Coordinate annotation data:
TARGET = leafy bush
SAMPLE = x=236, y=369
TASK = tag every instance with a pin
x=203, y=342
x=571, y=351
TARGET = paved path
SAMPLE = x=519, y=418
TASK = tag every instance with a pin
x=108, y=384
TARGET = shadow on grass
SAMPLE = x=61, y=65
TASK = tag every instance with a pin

Aim:
Express every line of the data above as a JSON list of strings, one string per line, leaving out any blank lines.

Task answer:
[
  "TARGET = leafy bush",
  "SAMPLE = x=236, y=369",
  "TASK = tag every instance with a pin",
  "x=203, y=342",
  "x=571, y=351",
  "TARGET = paved path",
  "SAMPLE = x=519, y=418",
  "TASK = tag every instance with a pin",
  "x=108, y=384",
  "TARGET = shadow on grass",
  "SAMPLE = x=61, y=65",
  "TASK = tag every instance with a pin"
]